Texte d'étude:
# # # #

Les auteurs de thrillers ne sont pas des personnes très fréquentables. Ils jouent du plaisir que nous avons à lire d'abominables histoires, de notre appétit pour des énigmes qui le plus souvent baignent dans le sang. Ce jeu dangereux peut parfois prendre des proportions inquiétantes et favoriser un passage à l'acte aux conséquences funestes. Eux les premiers, qui pensent connaître toutes les ficelles du crime parfait, ne sont pas à l'abri de faire de leurs fictions une réalité.
Prenez par exemple Jerry Grey, ce célèbre romancier, qui ne sait plus très bien aujourd'hui où il en est. À force d'inventer des meurtres plus ingénieux les uns que les autres, n'aurait-il pas fini par succomber à la tentation ? Dans cette institution où on le traite pour un alzheimer précoce, Jerry réalise que la trame de son existence comporte quelques inquiétants trous noirs. Est-ce dans ses moments de lucidité ou dans ses moments de démence qu'il est persuadé d'avoir commis des crimes ? Quand la police commence à soupçonner les histoires de Jerry d'être inspirées de faits réels, l'étau commence à se resserrer. Mais, comme à son habitude, la vérité se révèlera bien différente et bien plus effroyable que ce que tous ont pu imaginer !

# # # #

Entrées du jeu de données
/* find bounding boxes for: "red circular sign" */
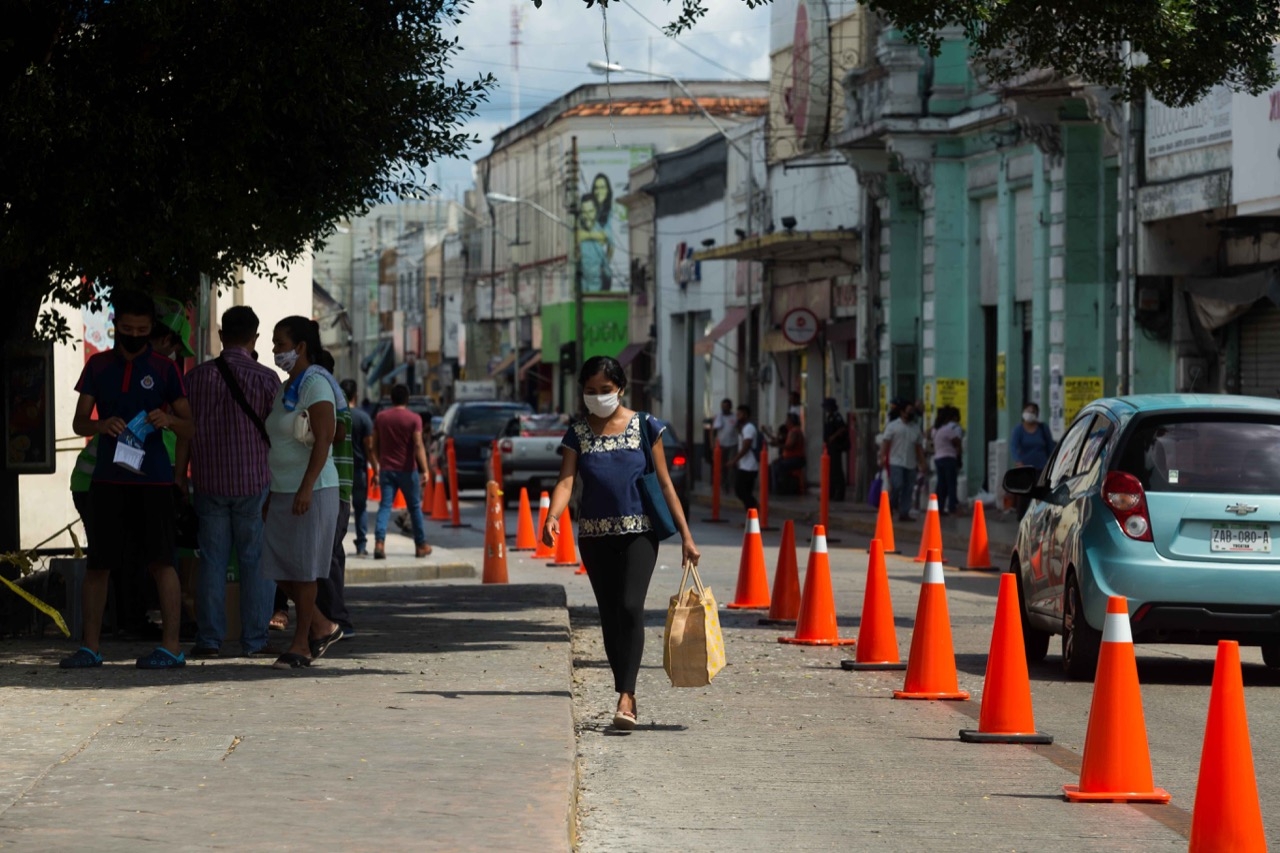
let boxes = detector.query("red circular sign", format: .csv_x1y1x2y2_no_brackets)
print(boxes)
782,309,818,347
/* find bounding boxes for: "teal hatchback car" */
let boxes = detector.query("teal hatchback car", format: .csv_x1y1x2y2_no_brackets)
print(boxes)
1004,394,1280,679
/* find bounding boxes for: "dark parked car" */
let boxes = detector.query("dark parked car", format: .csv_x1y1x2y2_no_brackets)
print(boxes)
662,421,689,519
436,400,532,491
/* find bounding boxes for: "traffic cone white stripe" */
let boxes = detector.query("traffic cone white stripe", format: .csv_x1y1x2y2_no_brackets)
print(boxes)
1100,613,1133,643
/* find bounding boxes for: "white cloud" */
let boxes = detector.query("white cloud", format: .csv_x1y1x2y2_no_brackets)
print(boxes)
431,0,769,197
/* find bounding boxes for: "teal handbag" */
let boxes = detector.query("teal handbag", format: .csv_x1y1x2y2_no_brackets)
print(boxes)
640,411,678,539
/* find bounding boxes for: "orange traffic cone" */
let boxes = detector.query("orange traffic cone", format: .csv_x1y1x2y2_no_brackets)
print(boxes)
778,524,858,646
534,492,556,560
915,494,946,562
431,473,449,521
960,573,1053,743
481,480,507,584
963,501,995,568
1190,640,1267,853
728,510,769,610
893,550,969,701
840,539,906,670
760,519,800,625
512,488,538,551
867,491,897,553
547,507,577,569
1062,596,1171,803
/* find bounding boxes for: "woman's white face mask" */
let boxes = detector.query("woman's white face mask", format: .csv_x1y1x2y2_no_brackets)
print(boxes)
582,391,618,418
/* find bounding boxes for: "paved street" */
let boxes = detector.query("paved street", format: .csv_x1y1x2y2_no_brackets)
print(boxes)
0,489,1280,850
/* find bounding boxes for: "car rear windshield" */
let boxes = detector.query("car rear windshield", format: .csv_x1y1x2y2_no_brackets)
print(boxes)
453,409,518,435
1119,415,1280,494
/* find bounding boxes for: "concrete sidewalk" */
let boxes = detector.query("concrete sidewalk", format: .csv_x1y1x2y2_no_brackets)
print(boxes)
690,483,1018,558
0,584,576,850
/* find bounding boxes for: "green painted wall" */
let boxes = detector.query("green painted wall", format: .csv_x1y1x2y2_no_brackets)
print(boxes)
541,298,628,362
882,173,923,398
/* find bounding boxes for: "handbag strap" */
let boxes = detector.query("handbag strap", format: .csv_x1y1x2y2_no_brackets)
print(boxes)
214,356,271,447
680,560,707,597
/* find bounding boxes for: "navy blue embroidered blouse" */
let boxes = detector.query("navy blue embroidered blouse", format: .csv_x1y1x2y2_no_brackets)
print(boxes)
561,412,667,538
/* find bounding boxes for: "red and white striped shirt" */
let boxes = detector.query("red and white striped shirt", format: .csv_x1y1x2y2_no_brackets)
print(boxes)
187,347,280,497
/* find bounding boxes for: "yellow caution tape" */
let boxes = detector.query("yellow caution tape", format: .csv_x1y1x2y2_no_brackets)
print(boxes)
0,576,72,637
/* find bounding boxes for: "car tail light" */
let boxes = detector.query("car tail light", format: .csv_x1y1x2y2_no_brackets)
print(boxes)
1102,471,1152,542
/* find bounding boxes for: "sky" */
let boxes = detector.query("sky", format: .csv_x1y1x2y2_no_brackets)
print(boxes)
430,0,769,199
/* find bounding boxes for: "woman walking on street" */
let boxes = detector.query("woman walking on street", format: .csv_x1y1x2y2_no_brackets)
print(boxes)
932,406,964,515
541,356,699,729
262,316,342,670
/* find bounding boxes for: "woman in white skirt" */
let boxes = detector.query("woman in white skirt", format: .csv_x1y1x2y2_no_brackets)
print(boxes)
262,316,342,670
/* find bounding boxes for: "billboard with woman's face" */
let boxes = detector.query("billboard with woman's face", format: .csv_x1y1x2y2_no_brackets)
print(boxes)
573,147,653,296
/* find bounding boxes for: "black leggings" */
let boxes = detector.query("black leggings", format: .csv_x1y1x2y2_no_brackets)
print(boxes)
577,533,658,693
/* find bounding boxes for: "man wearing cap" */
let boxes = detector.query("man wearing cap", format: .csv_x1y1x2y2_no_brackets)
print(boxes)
60,291,193,669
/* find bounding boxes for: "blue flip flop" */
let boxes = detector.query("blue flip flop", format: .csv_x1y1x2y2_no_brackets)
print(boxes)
138,646,187,670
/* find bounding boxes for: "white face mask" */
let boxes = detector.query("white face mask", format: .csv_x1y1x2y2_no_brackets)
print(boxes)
582,391,618,418
275,350,298,373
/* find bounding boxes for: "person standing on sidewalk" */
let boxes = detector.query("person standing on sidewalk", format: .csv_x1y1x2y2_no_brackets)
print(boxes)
59,289,193,670
262,316,342,670
710,398,739,492
177,305,280,658
371,384,430,560
933,406,964,515
728,403,760,510
541,356,700,730
881,403,928,521
1009,402,1057,520
342,379,374,557
822,397,850,501
311,350,356,640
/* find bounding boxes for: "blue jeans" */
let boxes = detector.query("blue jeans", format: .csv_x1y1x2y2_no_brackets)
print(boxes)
195,489,275,653
374,470,426,547
933,456,960,512
351,465,369,553
888,465,915,521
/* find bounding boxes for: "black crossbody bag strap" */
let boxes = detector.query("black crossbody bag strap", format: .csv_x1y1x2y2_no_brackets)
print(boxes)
214,356,271,447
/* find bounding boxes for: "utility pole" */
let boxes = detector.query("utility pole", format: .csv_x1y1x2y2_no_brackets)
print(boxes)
568,136,586,404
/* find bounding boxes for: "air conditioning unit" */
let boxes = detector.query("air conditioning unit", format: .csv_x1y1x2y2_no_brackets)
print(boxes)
840,360,876,411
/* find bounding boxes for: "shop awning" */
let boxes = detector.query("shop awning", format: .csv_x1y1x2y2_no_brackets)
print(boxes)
489,352,516,379
520,350,543,382
760,329,808,352
694,228,861,264
694,307,746,355
618,341,649,368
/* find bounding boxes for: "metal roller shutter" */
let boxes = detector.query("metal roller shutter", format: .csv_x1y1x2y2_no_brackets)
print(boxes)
1240,302,1280,397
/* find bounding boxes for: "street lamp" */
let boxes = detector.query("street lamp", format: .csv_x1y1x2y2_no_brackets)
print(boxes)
484,192,585,409
586,59,759,441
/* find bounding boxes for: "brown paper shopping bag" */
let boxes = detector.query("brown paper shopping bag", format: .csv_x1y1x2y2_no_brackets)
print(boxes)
662,562,724,686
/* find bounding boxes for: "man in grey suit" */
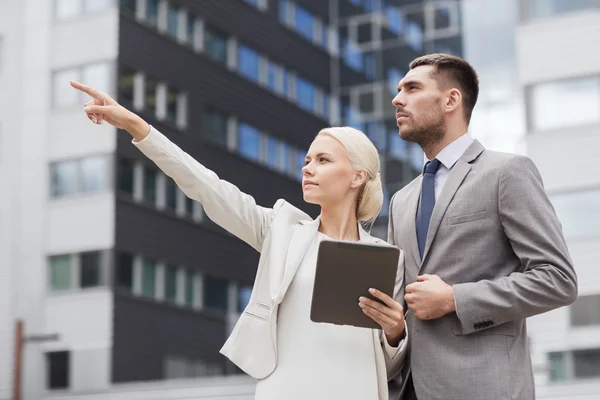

# # # #

Exercice A:
Répondez à ces questions sur le texte d'étude :
(i) Selon la première phrase, les auteurs de thrillers sont-ils des personnes très fréquentables ?
(ii) Quel métier exerce Jerry Grey ?
(iii) Pour quelle maladie Jerry est-il traité dans l'institution ?
Exercice B:
Recopiez à l'identique le passage du texte d'étude qui va de « Prenez par exemple » jusqu'à « pu imaginer ! ».

Zone de réponse A:
(i) Non, ce ne sont pas des personnes très fréquentables.
(ii) Il est romancier.
(iii) Il est traité pour un alzheimer précoce.

Zone de réponse B:
Prenez par exemple Jerry Grey, ce célèbre romancier, qui ne sait plus très bien aujourd'hui où il en est. À force d'inventer des meurtres plus ingénieux les uns que les autres, n'aurait-il pas fini par succomber à la tentation ? Dans cette institution où on le traite pour un alzheimer précoce, Jerry réalise que la trame de son existence comporte quelques inquiétants trous noirs. Est-ce dans ses moments de lucidité ou dans ses moments de démence qu'il est persuadé d'avoir commis des crimes ? Quand la police commence à soupçonner les histoires de Jerry d'être inspirées de faits réels, l'étau commence à se resserrer. Mais, comme à son habitude, la vérité se révèlera bien différente et bien plus effroyable que ce que tous ont pu imaginer !